[Set problem]
In the forum thread below about customizing a 2000 Nissan Altima, what paint scheme does the first poster plan for the car?

[Page excerpt]
## BEGIN
# customize 2000 Nissan Altima



## apoorv421 (Jan 25, 2009)

Hey, im new to the forums and during the summer i plan on customizing my dad's old nissan. do u think its possible if i use the following things, it will come out good? note, i am an amateur. 

Spoiler:
Amazon.com: Universal 52" GT Spoiler: Automotive

Body Kit: 
1998-2001 Nissan Altima Vader Duraflex Body Kit

Performance Parts: (probably not gonna because i dont know how)
http://www.amazon.com/gp/part-finder/slide-show/ref=au_pf_ss_next?ie=UTF8&dir=next&Model=Altima|881&Make=Nissan|67&asin=B000C5K5Q2&Year=2000|2000&partsNode=15710351&carId=001


I also plan on getting it painted with orange hood and orange top and orange trunk, while everything else is black. then im probably gonna add neon lights under it.
Thanks


----------



## metro273 (Sep 16, 2005)

The Fast and the Furious movies MUST be your favorite movie franchise.
I'm sorry but the big and goofy-looking spoiler is HIDEOUS! Orange body panels...FAIL!!!!!!!!!!!!!!!!!!!!!!!!!!!!!!!!!!!!!!!!!!!!!


----------



## 90seven (Oct 10, 2008)

How about just going with a front lip and a 1" drop? Forget the spoiler and the kit and the paint and especially the neon lighting.


----------



## illig (Feb 22, 2009)

good choices...

that wing must add at least 10HP

the body kit is at least 15HP

have you considered stickers? it's like +1-2 HP for each sticker...


----------
## END
[Data excerpts]
## BEGIN
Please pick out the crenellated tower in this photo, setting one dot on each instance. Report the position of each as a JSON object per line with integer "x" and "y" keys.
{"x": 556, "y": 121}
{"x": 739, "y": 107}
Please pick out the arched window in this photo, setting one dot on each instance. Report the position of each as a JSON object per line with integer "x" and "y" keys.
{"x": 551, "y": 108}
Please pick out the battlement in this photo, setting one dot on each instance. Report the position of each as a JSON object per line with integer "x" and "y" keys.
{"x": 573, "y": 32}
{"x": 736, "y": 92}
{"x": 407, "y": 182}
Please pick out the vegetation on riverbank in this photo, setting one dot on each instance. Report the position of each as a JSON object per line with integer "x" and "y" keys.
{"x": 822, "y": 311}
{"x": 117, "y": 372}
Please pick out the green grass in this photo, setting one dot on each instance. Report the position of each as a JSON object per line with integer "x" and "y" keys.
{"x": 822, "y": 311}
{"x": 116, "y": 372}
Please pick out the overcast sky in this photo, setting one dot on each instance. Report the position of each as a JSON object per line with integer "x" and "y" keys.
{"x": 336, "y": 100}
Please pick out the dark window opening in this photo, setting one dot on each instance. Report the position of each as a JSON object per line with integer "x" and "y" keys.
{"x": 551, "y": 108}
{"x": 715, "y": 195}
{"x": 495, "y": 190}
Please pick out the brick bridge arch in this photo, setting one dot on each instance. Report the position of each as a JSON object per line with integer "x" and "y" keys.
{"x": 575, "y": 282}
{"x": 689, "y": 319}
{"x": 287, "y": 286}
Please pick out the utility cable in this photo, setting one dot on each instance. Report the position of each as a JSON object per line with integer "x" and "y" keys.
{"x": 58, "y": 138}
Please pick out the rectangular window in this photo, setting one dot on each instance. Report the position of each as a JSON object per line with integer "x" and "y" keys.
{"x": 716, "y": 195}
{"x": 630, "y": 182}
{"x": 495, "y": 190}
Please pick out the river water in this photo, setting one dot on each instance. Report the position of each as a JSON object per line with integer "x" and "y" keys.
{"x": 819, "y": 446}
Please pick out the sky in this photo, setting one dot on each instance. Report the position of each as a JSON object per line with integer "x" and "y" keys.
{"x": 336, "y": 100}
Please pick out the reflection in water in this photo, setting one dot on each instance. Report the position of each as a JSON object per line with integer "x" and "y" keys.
## END
[Correct result]
An orange hood, orange top, and orange trunk, with everything else black.